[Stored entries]
************

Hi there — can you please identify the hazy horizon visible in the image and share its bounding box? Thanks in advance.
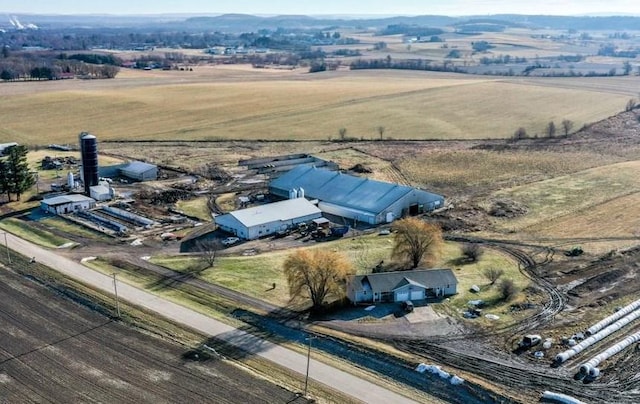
[0,0,640,16]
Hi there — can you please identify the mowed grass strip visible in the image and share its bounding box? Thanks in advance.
[0,69,629,144]
[0,218,71,248]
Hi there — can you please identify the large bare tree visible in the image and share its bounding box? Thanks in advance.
[284,249,351,310]
[196,239,222,268]
[392,217,443,268]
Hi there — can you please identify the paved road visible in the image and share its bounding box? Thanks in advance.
[7,234,413,404]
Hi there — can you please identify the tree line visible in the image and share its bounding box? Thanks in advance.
[0,47,120,81]
[0,145,36,201]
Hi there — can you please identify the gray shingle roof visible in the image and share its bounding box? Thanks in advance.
[270,166,442,214]
[353,269,458,292]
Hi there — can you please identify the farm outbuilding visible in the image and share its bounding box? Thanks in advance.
[120,161,158,181]
[347,269,458,303]
[0,142,18,156]
[269,166,444,225]
[89,185,115,201]
[215,198,322,240]
[40,194,96,215]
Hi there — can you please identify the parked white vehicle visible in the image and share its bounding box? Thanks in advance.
[222,237,240,245]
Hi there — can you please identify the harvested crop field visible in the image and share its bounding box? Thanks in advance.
[0,268,295,404]
[0,66,635,144]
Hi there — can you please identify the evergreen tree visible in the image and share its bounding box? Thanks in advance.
[6,145,35,201]
[0,159,11,200]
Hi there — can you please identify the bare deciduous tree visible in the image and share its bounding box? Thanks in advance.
[460,243,484,262]
[392,217,443,268]
[482,268,504,285]
[500,279,518,302]
[196,239,222,268]
[513,127,529,140]
[545,121,556,137]
[562,119,573,136]
[338,128,347,141]
[284,250,351,310]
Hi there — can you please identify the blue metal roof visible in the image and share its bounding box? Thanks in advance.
[121,161,156,174]
[270,166,443,214]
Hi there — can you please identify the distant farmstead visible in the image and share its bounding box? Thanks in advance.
[347,269,458,303]
[269,166,444,225]
[215,198,322,240]
[40,194,96,215]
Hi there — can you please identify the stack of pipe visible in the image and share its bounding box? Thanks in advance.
[555,310,640,363]
[587,300,640,335]
[580,332,640,378]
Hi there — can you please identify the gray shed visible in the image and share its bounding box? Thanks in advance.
[269,166,444,225]
[120,161,158,181]
[215,198,322,240]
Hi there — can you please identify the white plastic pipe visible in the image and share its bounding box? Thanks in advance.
[587,300,640,335]
[555,310,640,363]
[580,332,640,377]
[542,391,585,404]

************

◆ Description of the task: How many lines in the items above contain the word "tree"? Give only the number.

◆ Finished exercise: 4